● **GIVEN INSTRUCTION**
Copy out all of the records below word for word, omitting the pictures.

● **Saved entries**
◇ ◇ ◇ ◇ ◇ ◇ ◇
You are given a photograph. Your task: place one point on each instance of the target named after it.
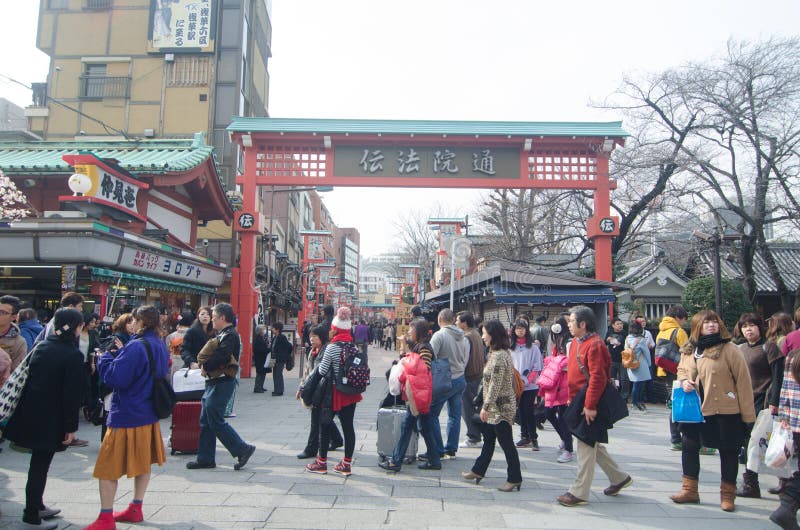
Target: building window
(188, 71)
(97, 4)
(95, 84)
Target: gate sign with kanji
(248, 222)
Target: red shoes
(131, 514)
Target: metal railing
(104, 86)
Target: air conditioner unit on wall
(65, 214)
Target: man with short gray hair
(449, 343)
(588, 353)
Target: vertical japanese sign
(182, 25)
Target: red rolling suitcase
(185, 436)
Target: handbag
(686, 406)
(163, 396)
(440, 374)
(13, 387)
(611, 407)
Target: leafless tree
(732, 124)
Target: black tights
(37, 480)
(690, 458)
(346, 416)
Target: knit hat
(342, 318)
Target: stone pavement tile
(410, 491)
(281, 501)
(422, 504)
(453, 519)
(210, 514)
(315, 518)
(351, 487)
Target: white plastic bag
(395, 388)
(779, 450)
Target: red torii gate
(420, 153)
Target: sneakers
(569, 500)
(320, 468)
(564, 457)
(131, 514)
(343, 468)
(244, 457)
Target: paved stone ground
(274, 492)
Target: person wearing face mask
(196, 337)
(765, 363)
(46, 417)
(714, 367)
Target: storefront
(115, 221)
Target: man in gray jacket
(449, 343)
(473, 375)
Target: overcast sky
(454, 60)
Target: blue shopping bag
(686, 406)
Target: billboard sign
(182, 25)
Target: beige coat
(723, 374)
(499, 399)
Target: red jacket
(416, 382)
(597, 361)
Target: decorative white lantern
(79, 183)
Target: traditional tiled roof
(640, 270)
(485, 128)
(787, 258)
(137, 156)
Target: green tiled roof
(485, 128)
(145, 156)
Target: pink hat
(342, 318)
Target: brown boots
(727, 494)
(688, 493)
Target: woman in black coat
(46, 417)
(260, 352)
(196, 337)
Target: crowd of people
(488, 376)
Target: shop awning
(150, 282)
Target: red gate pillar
(244, 297)
(602, 227)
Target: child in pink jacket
(555, 390)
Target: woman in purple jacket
(133, 442)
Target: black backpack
(353, 376)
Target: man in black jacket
(220, 368)
(281, 350)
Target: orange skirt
(129, 451)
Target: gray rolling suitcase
(390, 421)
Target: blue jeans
(213, 424)
(638, 390)
(453, 400)
(408, 426)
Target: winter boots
(786, 514)
(750, 487)
(688, 493)
(727, 494)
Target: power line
(80, 113)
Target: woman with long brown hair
(714, 367)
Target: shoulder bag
(11, 392)
(163, 396)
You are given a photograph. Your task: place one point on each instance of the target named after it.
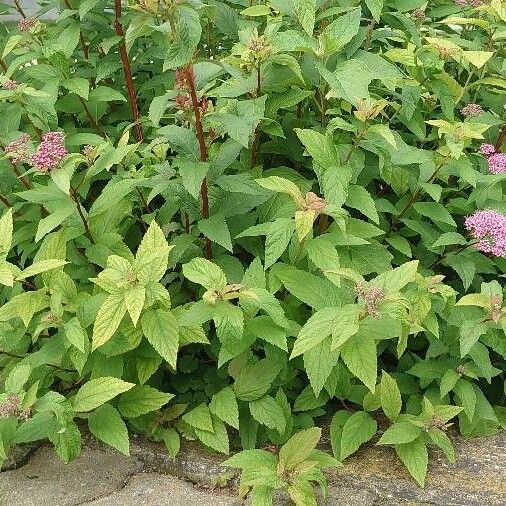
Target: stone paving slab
(156, 490)
(371, 477)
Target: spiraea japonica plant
(234, 222)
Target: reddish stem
(190, 78)
(500, 139)
(87, 231)
(256, 139)
(127, 70)
(5, 200)
(84, 47)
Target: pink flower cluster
(471, 3)
(50, 153)
(471, 110)
(489, 227)
(26, 24)
(19, 148)
(9, 85)
(496, 161)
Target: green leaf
(359, 198)
(282, 185)
(255, 380)
(193, 173)
(108, 318)
(172, 442)
(161, 329)
(415, 457)
(24, 306)
(340, 322)
(336, 35)
(78, 85)
(375, 6)
(76, 334)
(134, 301)
(152, 256)
(319, 363)
(391, 400)
(466, 397)
(359, 355)
(440, 439)
(477, 58)
(279, 233)
(216, 229)
(470, 333)
(251, 459)
(199, 418)
(105, 94)
(182, 140)
(67, 442)
(435, 211)
(320, 147)
(256, 10)
(106, 424)
(142, 399)
(217, 439)
(398, 278)
(98, 391)
(17, 377)
(400, 433)
(205, 273)
(6, 227)
(269, 413)
(349, 81)
(224, 406)
(359, 428)
(298, 448)
(39, 267)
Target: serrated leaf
(106, 424)
(161, 329)
(391, 400)
(134, 301)
(415, 457)
(199, 418)
(205, 273)
(142, 399)
(358, 429)
(359, 355)
(400, 433)
(216, 229)
(299, 447)
(217, 439)
(224, 406)
(98, 391)
(269, 413)
(108, 318)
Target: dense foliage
(232, 222)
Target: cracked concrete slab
(157, 490)
(45, 480)
(371, 477)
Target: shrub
(225, 221)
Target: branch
(5, 200)
(127, 70)
(500, 138)
(87, 231)
(190, 77)
(17, 6)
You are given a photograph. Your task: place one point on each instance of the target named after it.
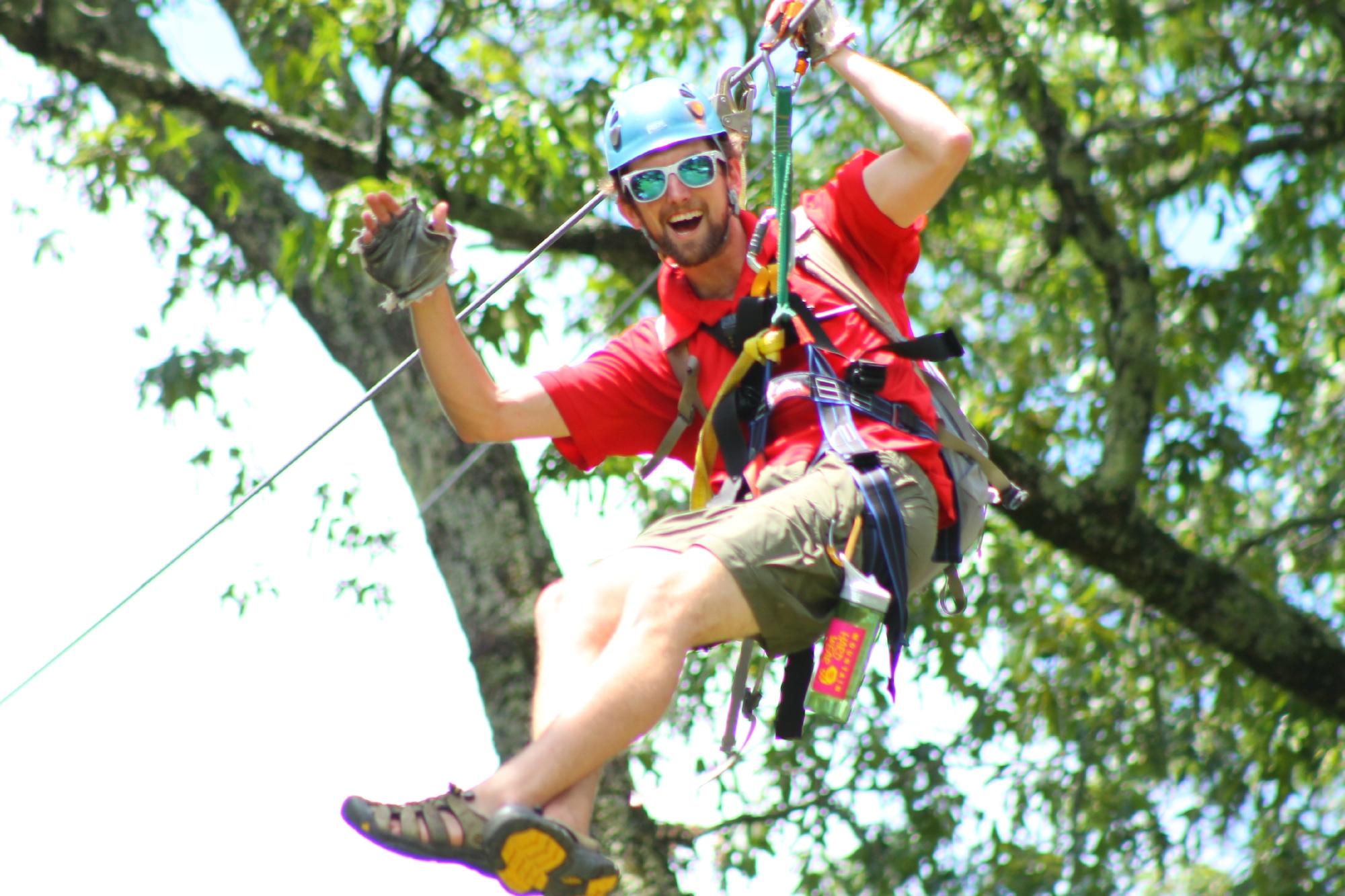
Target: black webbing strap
(794, 688)
(933, 346)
◇ ◇ ◇ ◇ ◇ ◇ ◇
● **CORRECT RESULT**
You are given a photograph. Your task: place one point on each instance of the target named after it.
Target: building window
(188, 71)
(97, 4)
(95, 84)
Target: gate sign with kanji
(248, 222)
Target: red shoes
(131, 514)
Target: metal railing
(104, 86)
Target: air conditioner unit on wall
(65, 214)
Target: man with short gray hair
(449, 343)
(588, 353)
Target: vertical japanese sign
(182, 25)
Target: red rolling suitcase
(185, 436)
Target: handbag
(686, 406)
(163, 396)
(440, 374)
(13, 387)
(611, 407)
Target: leafless tree
(732, 124)
Target: black tights
(37, 480)
(690, 458)
(346, 416)
Target: knit hat
(342, 318)
Target: stone pavement tile
(410, 491)
(281, 501)
(422, 504)
(453, 519)
(210, 514)
(315, 518)
(351, 487)
Target: white plastic bag
(395, 388)
(779, 450)
Target: red torii gate
(420, 153)
Target: sneakers
(569, 500)
(320, 468)
(564, 457)
(131, 514)
(343, 468)
(244, 457)
Target: paved stone ground
(274, 492)
Target: person wearing face mask
(196, 337)
(765, 363)
(46, 417)
(714, 367)
Target: storefront
(115, 221)
Target: man in gray jacket
(449, 343)
(473, 375)
Target: overcast sky
(454, 60)
Target: blue shopping bag
(686, 406)
Target: billboard sign
(182, 25)
Target: beige coat
(723, 374)
(499, 399)
Target: red jacket
(416, 382)
(597, 361)
Target: decorative white lantern
(79, 183)
Target: traditional tiled roof
(640, 270)
(485, 128)
(787, 258)
(137, 156)
Target: green tiled roof
(485, 128)
(145, 156)
Target: pink hat
(342, 318)
Target: brown boots
(727, 494)
(688, 493)
Target: woman in black coat
(46, 417)
(260, 352)
(196, 337)
Target: crowd of people
(488, 376)
Target: shop awning
(150, 282)
Target: red gate pillar
(244, 297)
(602, 227)
Target: child in pink jacket
(555, 390)
Target: woman in purple jacket
(133, 442)
Target: black backpack
(353, 376)
Target: man in black jacket
(220, 368)
(281, 350)
Target: orange skirt
(129, 451)
Target: gray rolling suitcase
(390, 421)
Target: blue jeans
(213, 424)
(638, 390)
(453, 400)
(408, 426)
Target: winter boots
(786, 514)
(750, 487)
(688, 493)
(727, 494)
Target: power line
(80, 113)
Target: woman with long brown hair
(714, 367)
Target: shoulder bag
(11, 392)
(163, 396)
You are given a photograph. Your task: place one point on each instance of the target named after it.
Target: stone paving slab
(156, 490)
(371, 477)
Target: spiraea japonica plant
(234, 222)
Target: reddish stem
(190, 78)
(500, 139)
(87, 231)
(256, 139)
(127, 70)
(5, 200)
(84, 47)
Target: pink flower cluster
(471, 3)
(50, 153)
(471, 110)
(489, 227)
(26, 24)
(19, 148)
(9, 85)
(496, 161)
Target: green leaf
(359, 198)
(282, 185)
(255, 380)
(193, 173)
(108, 318)
(172, 442)
(161, 329)
(415, 457)
(24, 306)
(340, 322)
(336, 35)
(78, 85)
(375, 6)
(76, 334)
(134, 301)
(152, 256)
(319, 363)
(391, 400)
(466, 397)
(359, 355)
(440, 439)
(477, 58)
(279, 233)
(216, 229)
(470, 333)
(251, 459)
(199, 418)
(105, 94)
(182, 140)
(67, 442)
(435, 211)
(320, 147)
(256, 10)
(106, 424)
(142, 399)
(217, 439)
(398, 278)
(98, 391)
(17, 377)
(400, 433)
(205, 273)
(6, 227)
(269, 413)
(349, 81)
(224, 406)
(359, 428)
(298, 448)
(39, 267)
Target: serrated leaf
(106, 424)
(161, 329)
(391, 400)
(134, 301)
(415, 457)
(199, 418)
(205, 273)
(142, 399)
(358, 429)
(359, 355)
(400, 433)
(216, 229)
(299, 447)
(217, 439)
(224, 406)
(98, 391)
(269, 413)
(108, 318)
Target: dense foliage
(232, 222)
Target: cracked concrete slab
(157, 490)
(45, 480)
(371, 477)
Target: shrub
(225, 221)
Target: branch
(5, 200)
(127, 70)
(500, 138)
(87, 231)
(190, 77)
(17, 6)
You are given a photograph. Your task: place one point on each instance of the target named after it.
Target: black webbing strap
(794, 688)
(933, 346)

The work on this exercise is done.